• _Work to do_: Rewrite the records below, replacing "shelf-layout reference" with "site-survey reference" everywhere it appears and leaving everything else unchanged.

• _Recorded data_:
START

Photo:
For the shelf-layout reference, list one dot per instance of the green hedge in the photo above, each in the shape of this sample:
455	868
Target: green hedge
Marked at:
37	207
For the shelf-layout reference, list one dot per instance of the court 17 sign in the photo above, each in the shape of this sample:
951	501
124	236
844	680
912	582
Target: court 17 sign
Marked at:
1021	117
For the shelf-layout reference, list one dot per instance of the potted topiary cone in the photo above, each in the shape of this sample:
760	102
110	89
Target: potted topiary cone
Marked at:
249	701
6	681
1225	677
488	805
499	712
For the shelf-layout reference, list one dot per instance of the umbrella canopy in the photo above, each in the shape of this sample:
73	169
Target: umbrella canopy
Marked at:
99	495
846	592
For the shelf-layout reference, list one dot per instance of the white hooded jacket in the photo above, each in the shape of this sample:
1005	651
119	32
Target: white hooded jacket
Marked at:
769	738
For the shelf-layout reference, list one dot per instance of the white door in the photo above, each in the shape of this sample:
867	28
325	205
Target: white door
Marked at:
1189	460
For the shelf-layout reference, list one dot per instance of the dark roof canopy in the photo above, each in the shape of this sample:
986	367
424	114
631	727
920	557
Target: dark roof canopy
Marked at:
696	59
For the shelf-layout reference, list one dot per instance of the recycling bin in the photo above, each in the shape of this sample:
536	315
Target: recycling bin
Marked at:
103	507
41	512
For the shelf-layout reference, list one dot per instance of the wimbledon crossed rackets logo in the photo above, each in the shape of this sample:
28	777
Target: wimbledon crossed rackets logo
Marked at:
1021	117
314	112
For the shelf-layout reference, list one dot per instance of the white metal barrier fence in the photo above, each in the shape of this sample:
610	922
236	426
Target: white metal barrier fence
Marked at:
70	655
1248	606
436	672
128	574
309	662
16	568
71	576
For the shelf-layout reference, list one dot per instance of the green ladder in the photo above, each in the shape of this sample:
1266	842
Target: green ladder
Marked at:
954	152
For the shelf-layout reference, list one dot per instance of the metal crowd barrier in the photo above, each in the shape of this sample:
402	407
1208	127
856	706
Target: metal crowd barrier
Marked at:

END

• _The completed task_:
Photo:
For the site-survey reference, list one dot per instance of the green hedge in the photo above, each in the shape of this sample:
455	868
Target: green hedge
Marked at:
37	207
For the site-survey reference, list one dot per instance of the court 17 sign in the photo above, each in the shape of this sample:
951	501
124	236
844	680
912	582
Target: court 17 sign
Marked at:
1021	117
For the site-survey reference, list one dot per instance of the potted topiary cone in the photo above, each in the shape of this sample:
760	102
110	89
Target: potted topiary cone
Marked at:
249	701
6	681
1225	677
488	805
499	712
For the site-survey reference, list one dot per instance of the umbrella canopy in the photo above, each in the shape of this sample:
73	169
Target: umbrella canopy
Marked at:
99	495
846	592
For the site-survey reference, list one dot per instance of the white hooded jacket in the photo above, each in the shape of this sample:
1005	651
119	32
Target: white hooded jacket
Marked at:
769	738
For the site-survey reference, list one dot per instance of the white door in the photo above, each in the shape of this sample:
867	28
325	205
Target: white door
Marked at:
1189	460
For the site-survey reference, list one dot per instance of the dark roof canopy in the photo above, each in the shape of this sample:
986	367
424	114
631	727
920	557
Target: dark roof canopy
Marked at:
696	59
For the site-survey reference, list one dot per instance of the recycling bin in the photo above, each in the shape of this sample:
536	315
Target: recycling bin
Marked at:
103	507
41	512
For the site-survey reference, list one dot per instance of the wimbledon crossed rackets logo in the photo above, each in the shape of this sample:
28	777
Target: wimbledon crossed rackets logo
Marked at:
1021	117
314	112
For the site-survey reference, list one dot per instance of the white metal barrier fence in the photo above, each in the shape of this sample:
610	922
236	426
Target: white metal barrier fence
Marked at:
70	655
1248	606
436	672
128	574
309	662
16	568
71	576
For the site-survey reference, list one dot per instance of the green ladder in the photo above, each in the shape of this sample:
1266	842
Target: green ladder
Marked at:
954	152
For the site-survey reference, list one dot per instance of the metal crowd barrier in the photo above, each in the shape of this sample:
402	407
1208	127
856	706
Target: metal crowd barrier
Marked at:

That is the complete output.